[Opening Records provided section]

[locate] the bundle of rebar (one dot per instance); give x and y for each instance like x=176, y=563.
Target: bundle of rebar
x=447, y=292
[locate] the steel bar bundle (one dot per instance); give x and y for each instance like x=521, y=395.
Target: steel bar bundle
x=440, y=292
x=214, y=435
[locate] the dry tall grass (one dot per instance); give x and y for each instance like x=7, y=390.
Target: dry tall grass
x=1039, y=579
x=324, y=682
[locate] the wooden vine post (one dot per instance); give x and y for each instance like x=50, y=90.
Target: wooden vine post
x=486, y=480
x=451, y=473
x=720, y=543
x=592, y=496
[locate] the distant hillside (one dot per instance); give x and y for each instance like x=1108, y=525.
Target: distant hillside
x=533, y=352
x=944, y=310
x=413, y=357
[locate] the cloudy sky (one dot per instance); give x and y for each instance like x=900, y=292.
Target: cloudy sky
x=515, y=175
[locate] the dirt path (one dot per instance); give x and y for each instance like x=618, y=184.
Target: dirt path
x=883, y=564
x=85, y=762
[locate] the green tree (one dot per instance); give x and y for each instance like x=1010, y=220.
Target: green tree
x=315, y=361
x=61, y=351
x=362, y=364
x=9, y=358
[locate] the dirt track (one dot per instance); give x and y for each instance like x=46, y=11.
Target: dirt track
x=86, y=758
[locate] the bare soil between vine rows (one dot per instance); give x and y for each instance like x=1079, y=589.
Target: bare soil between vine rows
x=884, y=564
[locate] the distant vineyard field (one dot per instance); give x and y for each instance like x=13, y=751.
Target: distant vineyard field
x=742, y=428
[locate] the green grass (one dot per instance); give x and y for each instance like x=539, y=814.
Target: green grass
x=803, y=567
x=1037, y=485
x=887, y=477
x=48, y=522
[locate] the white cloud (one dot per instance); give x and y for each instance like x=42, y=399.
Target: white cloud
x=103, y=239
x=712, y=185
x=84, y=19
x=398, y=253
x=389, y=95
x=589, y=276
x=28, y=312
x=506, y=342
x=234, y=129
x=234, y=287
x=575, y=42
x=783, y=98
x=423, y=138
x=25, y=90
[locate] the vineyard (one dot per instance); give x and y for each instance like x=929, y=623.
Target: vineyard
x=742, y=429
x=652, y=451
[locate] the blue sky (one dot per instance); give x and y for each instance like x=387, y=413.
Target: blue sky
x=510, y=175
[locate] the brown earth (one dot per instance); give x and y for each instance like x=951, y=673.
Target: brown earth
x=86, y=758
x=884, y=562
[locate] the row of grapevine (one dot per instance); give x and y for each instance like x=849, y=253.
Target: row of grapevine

[Closing Records provided section]

* Exercise
For every line above that includes the string "grapevine", copy the line.

* Solution to the exercise
[locate] the row of grapevine (one dot per instance); give x and y for each instance like x=849, y=253.
Target: row of grapevine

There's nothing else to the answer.